[Pointing dataset excerpts]
- - - - -
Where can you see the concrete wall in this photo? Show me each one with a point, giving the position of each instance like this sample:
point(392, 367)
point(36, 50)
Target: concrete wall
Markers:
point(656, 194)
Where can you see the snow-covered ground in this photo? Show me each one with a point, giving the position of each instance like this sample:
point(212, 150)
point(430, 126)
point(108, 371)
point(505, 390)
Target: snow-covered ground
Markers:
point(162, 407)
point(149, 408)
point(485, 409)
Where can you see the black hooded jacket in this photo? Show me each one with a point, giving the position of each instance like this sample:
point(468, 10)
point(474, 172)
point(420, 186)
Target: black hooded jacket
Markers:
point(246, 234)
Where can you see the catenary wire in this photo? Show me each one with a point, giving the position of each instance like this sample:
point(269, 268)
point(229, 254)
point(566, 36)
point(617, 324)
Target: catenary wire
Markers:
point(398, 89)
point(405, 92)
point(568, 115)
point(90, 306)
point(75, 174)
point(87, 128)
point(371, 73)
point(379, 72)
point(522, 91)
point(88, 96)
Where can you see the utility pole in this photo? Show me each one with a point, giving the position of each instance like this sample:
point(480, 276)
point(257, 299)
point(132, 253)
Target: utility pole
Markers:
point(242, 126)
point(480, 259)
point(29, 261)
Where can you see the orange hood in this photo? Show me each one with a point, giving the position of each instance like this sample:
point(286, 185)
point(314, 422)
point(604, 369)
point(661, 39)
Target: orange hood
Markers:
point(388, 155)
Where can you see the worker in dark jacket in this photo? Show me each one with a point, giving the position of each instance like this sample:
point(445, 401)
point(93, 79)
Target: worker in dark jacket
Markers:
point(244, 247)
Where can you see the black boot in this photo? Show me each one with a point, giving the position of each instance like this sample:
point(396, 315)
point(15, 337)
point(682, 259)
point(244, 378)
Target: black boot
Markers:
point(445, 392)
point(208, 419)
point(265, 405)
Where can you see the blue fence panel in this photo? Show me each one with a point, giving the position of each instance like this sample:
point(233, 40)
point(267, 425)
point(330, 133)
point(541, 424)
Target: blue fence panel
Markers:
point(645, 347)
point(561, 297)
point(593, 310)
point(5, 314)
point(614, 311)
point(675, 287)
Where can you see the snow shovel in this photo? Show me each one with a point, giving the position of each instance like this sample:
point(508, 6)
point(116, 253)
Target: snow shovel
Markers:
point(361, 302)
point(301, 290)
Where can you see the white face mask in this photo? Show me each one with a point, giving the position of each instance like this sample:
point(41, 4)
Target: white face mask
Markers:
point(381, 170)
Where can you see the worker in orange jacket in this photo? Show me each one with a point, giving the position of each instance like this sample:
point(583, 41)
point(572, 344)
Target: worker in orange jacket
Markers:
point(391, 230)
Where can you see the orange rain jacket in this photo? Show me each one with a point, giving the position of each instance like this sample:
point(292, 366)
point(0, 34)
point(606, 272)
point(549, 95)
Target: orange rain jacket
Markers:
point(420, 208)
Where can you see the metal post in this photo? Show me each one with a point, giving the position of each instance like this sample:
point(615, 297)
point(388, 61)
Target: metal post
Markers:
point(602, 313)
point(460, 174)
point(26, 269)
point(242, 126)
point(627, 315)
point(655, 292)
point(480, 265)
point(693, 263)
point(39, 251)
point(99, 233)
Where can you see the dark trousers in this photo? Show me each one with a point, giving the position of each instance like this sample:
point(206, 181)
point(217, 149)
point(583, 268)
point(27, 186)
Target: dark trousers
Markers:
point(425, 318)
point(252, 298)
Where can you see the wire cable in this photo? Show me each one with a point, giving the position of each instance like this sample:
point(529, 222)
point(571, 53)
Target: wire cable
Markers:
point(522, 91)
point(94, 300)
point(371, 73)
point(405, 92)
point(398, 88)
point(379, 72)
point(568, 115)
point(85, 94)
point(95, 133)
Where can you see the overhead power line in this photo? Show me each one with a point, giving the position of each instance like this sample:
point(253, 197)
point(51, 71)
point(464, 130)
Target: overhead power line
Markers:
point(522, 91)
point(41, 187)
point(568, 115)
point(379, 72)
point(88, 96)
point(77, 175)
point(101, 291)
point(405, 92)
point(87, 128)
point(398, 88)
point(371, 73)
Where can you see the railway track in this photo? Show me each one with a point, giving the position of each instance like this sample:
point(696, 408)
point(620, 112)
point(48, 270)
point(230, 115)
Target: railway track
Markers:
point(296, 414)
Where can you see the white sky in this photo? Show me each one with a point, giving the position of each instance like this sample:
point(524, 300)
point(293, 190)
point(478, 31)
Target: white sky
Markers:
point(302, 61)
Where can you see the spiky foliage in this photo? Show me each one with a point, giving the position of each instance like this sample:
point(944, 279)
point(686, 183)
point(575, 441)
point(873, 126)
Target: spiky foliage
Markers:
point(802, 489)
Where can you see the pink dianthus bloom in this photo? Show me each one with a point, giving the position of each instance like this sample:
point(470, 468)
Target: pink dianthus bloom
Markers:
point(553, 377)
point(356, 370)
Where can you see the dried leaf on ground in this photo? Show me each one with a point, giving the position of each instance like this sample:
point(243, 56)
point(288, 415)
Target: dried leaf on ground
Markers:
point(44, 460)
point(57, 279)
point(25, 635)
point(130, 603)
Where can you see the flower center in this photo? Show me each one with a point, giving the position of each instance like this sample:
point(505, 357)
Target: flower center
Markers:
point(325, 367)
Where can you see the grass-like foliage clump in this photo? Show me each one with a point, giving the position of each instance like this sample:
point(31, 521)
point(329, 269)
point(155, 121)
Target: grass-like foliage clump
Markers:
- - - - -
### DESCRIPTION OF THE TASK
Return exactly the lines from the one containing "Where can you see the overhead" through the last line of the records above, both included, and nothing else.

### SOLVED EXERCISE
Where can you see the overhead power line in this photo? Show me each one with a point, giving the position of each instance like this sample:
point(253, 197)
point(51, 71)
point(464, 130)
Target: overhead power line
Markers:
point(522, 91)
point(41, 187)
point(568, 115)
point(379, 72)
point(88, 96)
point(77, 175)
point(101, 291)
point(405, 92)
point(87, 128)
point(398, 88)
point(371, 73)
Where can you see the railway track in this photo? Show me each one with a point, giving the position of each instance like this sample:
point(696, 408)
point(620, 112)
point(48, 270)
point(230, 115)
Target: railway track
Markers:
point(296, 414)
Where can you see the white sky in this photo? Show me each one with a point, giving the position of each instance like this sample:
point(524, 300)
point(293, 190)
point(478, 31)
Target: white sky
Markers:
point(302, 61)
Where can you see the spiky foliage in this photo? Show me each one with a point, giving the position of each instance like this sample:
point(944, 279)
point(686, 183)
point(575, 441)
point(873, 126)
Target: spiky foliage
Markers:
point(802, 489)
Where can you see the pink dianthus bloom in this photo? Show me each one with a point, giving the position of each instance like this sample:
point(470, 468)
Target: pink dianthus bloom
Markers:
point(553, 377)
point(356, 370)
Where can you see the dried leaf on ground in this photo? Show me each one with a point, giving the position of each instance like this sample:
point(243, 56)
point(288, 415)
Target: dried leaf on ground
Markers:
point(44, 460)
point(57, 279)
point(25, 635)
point(130, 603)
Where can you see the flower center in this photo? Show me each one with a point, giving the position of each instance like this sample:
point(505, 357)
Target: flower center
Markers:
point(325, 367)
Where can you see the grass-like foliage clump in this photo? Show me each one with a point, giving the position of each instance like this sample:
point(31, 521)
point(329, 269)
point(155, 121)
Target: grass-like foliage clump
Markers:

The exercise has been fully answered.